§ EXTRACT PROVIDED:
★ ★ ★

Awards and highlights
- National champion (1978);

Career NFL statistics
- Sacks: 26
- Interceptions: 10
- Fumble recoveries: 10
- Stats at Pro Football Reference

= Garry Cobb =

American football player (born 1957)

Garry Wilbert Cobb (born March 16, 1957) is an American former professional football player who was a linebacker in the National Football League (NFL) for the Dallas Cowboys, Detroit Lions, and Philadelphia Eagles. He played college football for the USC Trojans. He is currently a Philadelphia Eagles analyst for Fox affiliate WTXF-TV and 94.1 WIP.

Cobb also got into politics for a short time, becoming the Republican nominee for New Jersey's 1st congressional district in the United States House of Representatives in 2014, ultimately losing that election to Donald Norcross.

==Early life==
Cobb often tells amusing stories on the radio about how it was while his father and mother raised him and the other kids and growing up together with his siblings in North Carolina and Connecticut.

A 1975 graduate of Stamford High School in Stamford, Connecticut, he was a standout for the Black Knights and a two-sport All-American in baseball and football. He also lettered in basketball.

==College career==
Cobb accepted a football scholarship from the University of Southern California to play for the USC Trojans football team. He played on two Rose Bowl championship teams and one National Championship team.

He played as an outside linebacker in his first three years. As a junior, he was second on the team in tackles. He was moved to defensive end as a senior and earned honorable-mention All-Pac-10 in 1978. He graduated in 1979 with a Bachelor of Science degree in Sociology.

He also practiced baseball as a center fielder for two years. After graduation, he was offered contracts by the California Angels and Chicago Cubs, but opted to play in the National Football League instead.

★ ★ ★

§ SUPPLIED DATA:
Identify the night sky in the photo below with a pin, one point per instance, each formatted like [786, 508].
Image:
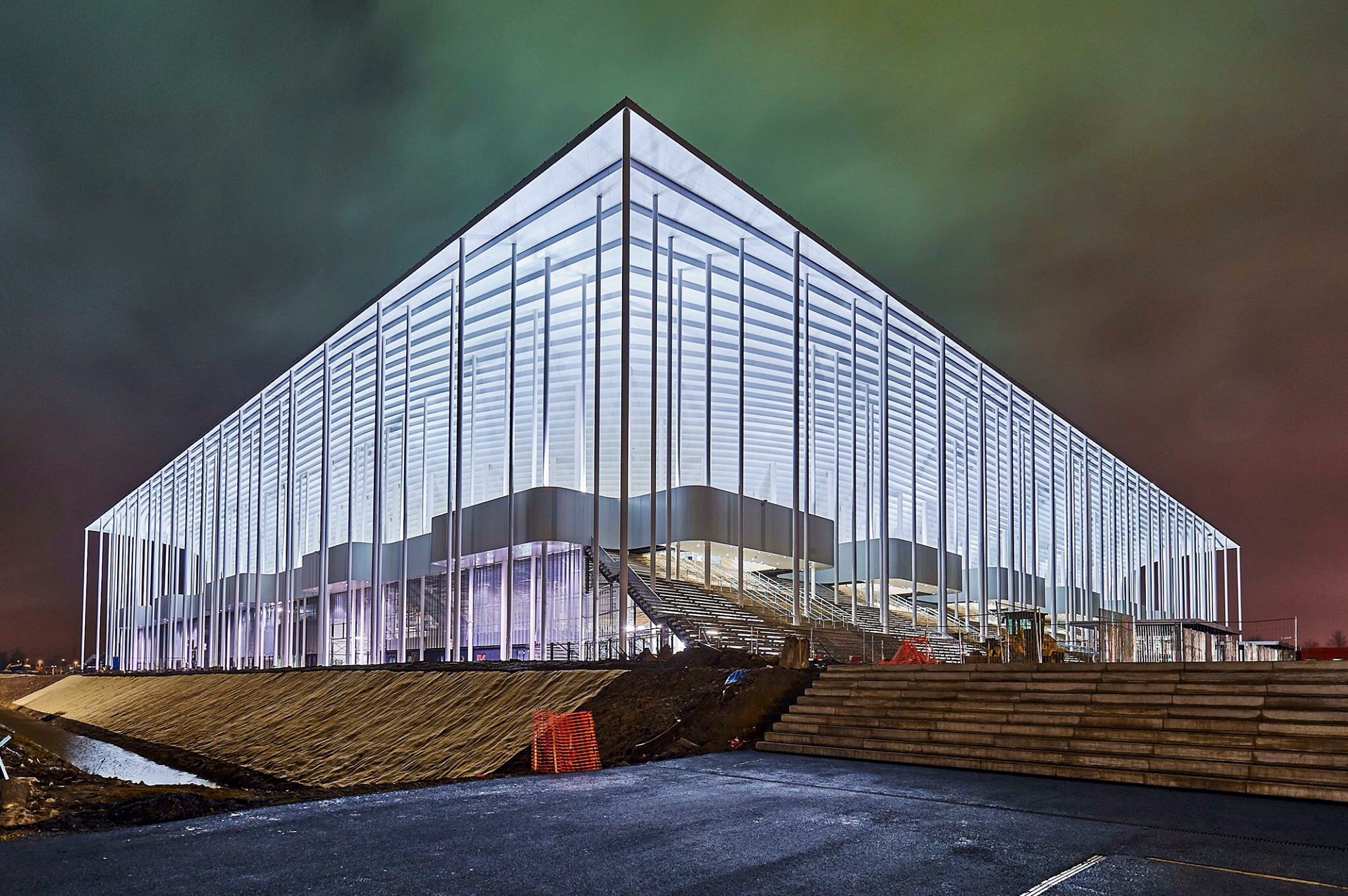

★ ★ ★

§ CHALLENGES:
1. From the Garry Cobb article, write out the passage that begins at the words "Awards and highlights" and stops after the words "and 94.1 WIP.".
2. Name every NFL team that the Garry Cobb article says he played for.
3. Answer these from the Garry Cobb article:
(a) In what year did Cobb graduate from Stamford High School?
(b) What degree, and in what subject, did he earn at USC?
(c) Who beat him in the 2014 congressional election?

§ EXPECTED RESPONSES:
1.
Awards and highlights
- National champion (1978);

Career NFL statistics
- Sacks: 26
- Interceptions: 10
- Fumble recoveries: 10
- Stats at Pro Football Reference

= Garry Cobb =

American football player (born 1957)

Garry Wilbert Cobb (born March 16, 1957) is an American former professional football player who was a linebacker in the National Football League (NFL) for the Dallas Cowboys, Detroit Lions, and Philadelphia Eagles. He played college football for the USC Trojans. He is currently a Philadelphia Eagles analyst for Fox affiliate WTXF-TV and 94.1 WIP.

2. Dallas Cowboys, Detroit Lions, Philadelphia Eagles

3.
(a) 1975
(b) A Bachelor of Science degree in Sociology
(c) Donald Norcross